_Task item A_
In the forum thread below, rewrite the paragraph that begins "Nicely done. The wordcount" as a short bulleted list that keeps its main points.
_Task item B_
Count the lines in the entries below that contain the string "positive", treating case as significant, and give only the number.

BEGIN Extract provided

This is a cranny of the 40k universe, a forgotten nook, exploring an idea rather than the fate of a planet or sub-sector, and that's just how I like it. Excellent work, sir. At this point reading though, I would hazard that this will get my top vote.

*Gothik: Last Man Standing*
Hmmm, those are some tiny paragraphs. If I might suggest something different for the future, you needn't split up every sentence or two. There are clumps here that would work together nicely.

But ah, don't we all enjoy a good last stand?

*Wrycanion: A Letter*
Heh, it's almost like I fell back into the Aubrey/Maturin books.

But...oh my. I want to read more about this Gauss and whatever fate awaits him. I want to see more about the peculiar taint that infests the vessel. I, sir (and/or ma'am) am hooked. You give us a scenario, a perturbation, a potential danger--and leave it unfulfilled. Excellent, albeit slightly frustrating, work.

*Andygorn: Regardless of Price... Victory!*
Very enjoyable. Whatever it takes. The Scythes of the Emperor have always been an ill-fated chapter, and you've written the lengths to which they must go well.

As a minor side note, your paragraphs mirror Gothik's in size. It's just a stylistic disagreement, but...I feel that I have to point it out anyways.

*Dicrel Seijin: Beneath our Feet*
Nicely done. The wordcount seems like it's hedged you in a bit, but you've communicated events as they occur very nicely, giving the reader (or me, at least) easily enough information to fill in the gaps between scene fragments. What results is a sort of stuttering pace, emphasized the more by the frequent switches from violence to calm or vice-versa. That's by no means a bad thing; in fact it's pretty engaging. Good descriptions and details, well-written action sequences--all in all, a solid and engaging contribution.

Oh dear, now I have to pick and order them. Hmmm...

After some reflection my votes are as follows:

1st - *Vulkansnodosaurus: Through the Shadows* - 3 points
2nd - *Dicrel Seijin: Beneath our Feet* - 2 points
3rd - *Wrycanion: A Letter* - 1 point

Runners-Up: Andygorn, followed by Adrian.


----------



## Serpion5 (Mar 19, 2010)

Thanks Mossy. Actual constructive critique and I love you for it. :biggrin: 

Boc, if you`re still looking for theme ideas, may I suggest: 

Failure.

Endure. 

Deceit.


----------



## Mossy Toes (Jun 8, 2009)

Damn it, my brain is wired weird. Certain words just...trigger phrases, or songs. "Under Pressure" brings me in mind of Queen, and "Changes" of Bowie. Similarly, in this case, any time I see or hear the word "endure," my mind flashes to _The Dark Knight_, in the scene where Batman says "what would you have me do?" and Alfred replies (in his British accent) "Endure, Master Wayne." Specifically Alfred's reply.

This has been your daily public service announcement.


----------



## Serpion5 (Mar 19, 2010)

Thank you. That was very informative...


----------



## wrycanion (Nov 14, 2011)

Mossy Toes said:


> *
> Wrycanion: A Letter
> Heh, it's almost like I fell back into the Aubrey/Maturin books.
> 
> ...

END Extract provided
BEGIN Exercise material

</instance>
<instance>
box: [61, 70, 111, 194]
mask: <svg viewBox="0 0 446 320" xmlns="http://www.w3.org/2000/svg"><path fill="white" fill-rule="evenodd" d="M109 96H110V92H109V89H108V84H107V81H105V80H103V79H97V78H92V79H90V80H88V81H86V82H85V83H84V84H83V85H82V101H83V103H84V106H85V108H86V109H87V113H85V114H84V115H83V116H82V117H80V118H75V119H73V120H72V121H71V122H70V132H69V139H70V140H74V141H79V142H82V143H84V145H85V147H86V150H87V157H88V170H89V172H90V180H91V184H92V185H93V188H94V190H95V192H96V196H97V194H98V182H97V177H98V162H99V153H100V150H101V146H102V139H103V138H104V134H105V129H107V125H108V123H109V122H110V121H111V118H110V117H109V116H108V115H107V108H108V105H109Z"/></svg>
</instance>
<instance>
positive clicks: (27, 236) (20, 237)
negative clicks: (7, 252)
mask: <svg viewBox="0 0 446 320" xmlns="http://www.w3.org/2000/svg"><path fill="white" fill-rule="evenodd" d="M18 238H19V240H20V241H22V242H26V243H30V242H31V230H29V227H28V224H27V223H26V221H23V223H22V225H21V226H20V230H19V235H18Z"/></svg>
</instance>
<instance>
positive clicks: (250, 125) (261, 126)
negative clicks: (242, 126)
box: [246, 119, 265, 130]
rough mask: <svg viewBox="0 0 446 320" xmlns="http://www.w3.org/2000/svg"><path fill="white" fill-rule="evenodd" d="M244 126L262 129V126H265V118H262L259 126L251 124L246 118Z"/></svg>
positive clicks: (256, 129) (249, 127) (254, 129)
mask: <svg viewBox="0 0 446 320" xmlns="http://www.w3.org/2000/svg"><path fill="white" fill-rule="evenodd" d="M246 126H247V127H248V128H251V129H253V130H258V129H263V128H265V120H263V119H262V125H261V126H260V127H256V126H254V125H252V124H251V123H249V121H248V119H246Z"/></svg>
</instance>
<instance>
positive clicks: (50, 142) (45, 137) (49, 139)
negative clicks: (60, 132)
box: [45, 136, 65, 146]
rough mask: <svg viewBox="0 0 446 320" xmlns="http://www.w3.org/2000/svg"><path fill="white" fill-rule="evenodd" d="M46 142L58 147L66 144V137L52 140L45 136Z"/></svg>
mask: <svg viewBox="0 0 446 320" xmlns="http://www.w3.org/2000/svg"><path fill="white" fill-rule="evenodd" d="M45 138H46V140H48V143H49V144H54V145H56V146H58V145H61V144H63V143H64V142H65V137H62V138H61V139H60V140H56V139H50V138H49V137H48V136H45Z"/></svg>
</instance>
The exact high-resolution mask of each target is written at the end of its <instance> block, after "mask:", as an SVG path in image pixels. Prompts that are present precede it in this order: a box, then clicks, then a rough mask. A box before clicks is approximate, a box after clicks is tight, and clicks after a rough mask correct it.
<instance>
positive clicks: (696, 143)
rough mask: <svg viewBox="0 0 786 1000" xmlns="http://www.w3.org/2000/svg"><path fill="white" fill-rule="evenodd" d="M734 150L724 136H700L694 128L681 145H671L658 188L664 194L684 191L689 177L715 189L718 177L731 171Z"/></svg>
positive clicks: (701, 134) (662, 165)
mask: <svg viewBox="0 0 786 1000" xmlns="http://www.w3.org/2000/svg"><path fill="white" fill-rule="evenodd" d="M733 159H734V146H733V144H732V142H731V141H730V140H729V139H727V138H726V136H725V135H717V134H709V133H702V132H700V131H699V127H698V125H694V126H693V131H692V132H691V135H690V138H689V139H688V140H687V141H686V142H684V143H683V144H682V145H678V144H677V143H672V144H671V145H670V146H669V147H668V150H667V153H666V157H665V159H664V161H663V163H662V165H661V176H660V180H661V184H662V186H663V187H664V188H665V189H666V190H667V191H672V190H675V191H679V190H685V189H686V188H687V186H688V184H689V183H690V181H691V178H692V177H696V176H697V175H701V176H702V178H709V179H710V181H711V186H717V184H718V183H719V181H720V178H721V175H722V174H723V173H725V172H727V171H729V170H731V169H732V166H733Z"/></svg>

END Exercise material

_Response box A_
- The word count seems to have limited the story somewhat.
- Events are conveyed well as they happen, giving the reader enough to fill the gaps between scene fragments.
- The result is a stuttering pace, heightened by frequent shifts between violence and calm.
- This pace is not a flaw and is actually quite engaging.
- The descriptions, details and action sequences are good, making it a solid, engaging contribution overall.

_Response box B_
6